In some very specific cases, false–positive signals of the matrix influenced the detection of polymer markers. For example, long chain fatty acids in wastewater samples or in samples with high content of biota overlaid the marker of PE. Additional fat extraction steps are then needed or a case-by-case evaluation of the various PE marker components C11 up to C16.

Practical Applications

The TED-GC–MS method enables the determination of microplastics mass content in air, water and soil samples.

In Figure 3, the results of TED-GC–MS measurements of an indoor dust sample, a water sample obtained by fractional filtration of surface water, a compost sample, and a bottled water sample are shown. The samples differ in the identified polymers as well as in their relative content.

In the dust sample, a high proportion of PET and lower proportions of PE
and PA were observed. PET and PA are components of textile materials and are a possible source of MP in in-house dust.

The water filtrate was obtained by fractional filtration. The fractionated suspended matter was analyzed separately. The resulting polymer mass fractions were added afterwards. PE, PET, PP, and PS were detected and quantified with a total mass content of ~ 50 μg/mg. These polymers are the most widely used in applications of plastics.

A similar polymer type distribution was found in the compost sample. PE, PP, and PS were identified with a polymer mass content of 1.87 μg/mg. The sample was analyzed without performing concentration steps. However, it was found that for such samples a homogenization is necessary to achieve a representative result in individual measurements.

[Data provided]:
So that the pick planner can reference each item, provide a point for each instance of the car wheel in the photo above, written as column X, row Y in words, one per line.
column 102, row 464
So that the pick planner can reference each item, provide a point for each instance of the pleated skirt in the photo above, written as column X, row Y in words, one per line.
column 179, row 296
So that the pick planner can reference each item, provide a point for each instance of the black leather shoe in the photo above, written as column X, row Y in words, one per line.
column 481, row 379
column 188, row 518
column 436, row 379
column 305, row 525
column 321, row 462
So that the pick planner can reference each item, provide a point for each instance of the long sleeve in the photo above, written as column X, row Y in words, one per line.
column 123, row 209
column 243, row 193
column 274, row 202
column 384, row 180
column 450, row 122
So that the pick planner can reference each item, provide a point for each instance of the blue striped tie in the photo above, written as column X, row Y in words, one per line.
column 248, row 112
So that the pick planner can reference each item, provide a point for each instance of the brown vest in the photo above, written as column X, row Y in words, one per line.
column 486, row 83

[Given problem 1]: Update the microplastics text above: reproduce it starting at the words "The water filtrate" and stopping after "in individual measurements.", with "concentration steps" replaced by "enrichment steps".
[Given problem 2]:
Decide whether each statement agrees with the microplastics text above. Answer yes or no, and quote the words from the text that decide it.
(a) The indoor dust sample showed a high proportion of PET.
(b) The compost sample was concentrated before it was analyzed.
(c) Long chain fatty acids overlaid the marker of PS.
[Given problem 3]:
Answer these questions using the microplastics text above.
(a) Which PE marker components may need a case-by-case evaluation?
(b) What total mass content was found in the water filtrate?
(c) Which polymers were identified in the compost sample?

[Exercise output 1]:
The water filtrate was obtained by fractional filtration. The fractionated suspended matter was analyzed separately. The resulting polymer mass fractions were added afterwards. PE, PET, PP, and PS were detected and quantified with a total mass content of ~ 50 μg/mg. These polymers are the most widely used in applications of plastics.

A similar polymer type distribution was found in the compost sample. PE, PP, and PS were identified with a polymer mass content of 1.87 μg/mg. The sample was analyzed without performing enrichment steps. However, it was found that for such samples a homogenization is necessary to achieve a representative result in individual measurements.

[Exercise output 2]:
(a) Yes: "In the dust sample, a high proportion of PET and lower proportions of PE"
(b) No: "The sample was analyzed without performing concentration steps."
(c) No: "overlaid the marker of PE"

[Exercise output 3]:
(a) C11 up to C16
(b) ~ 50 μg/mg
(c) PE, PP, and PS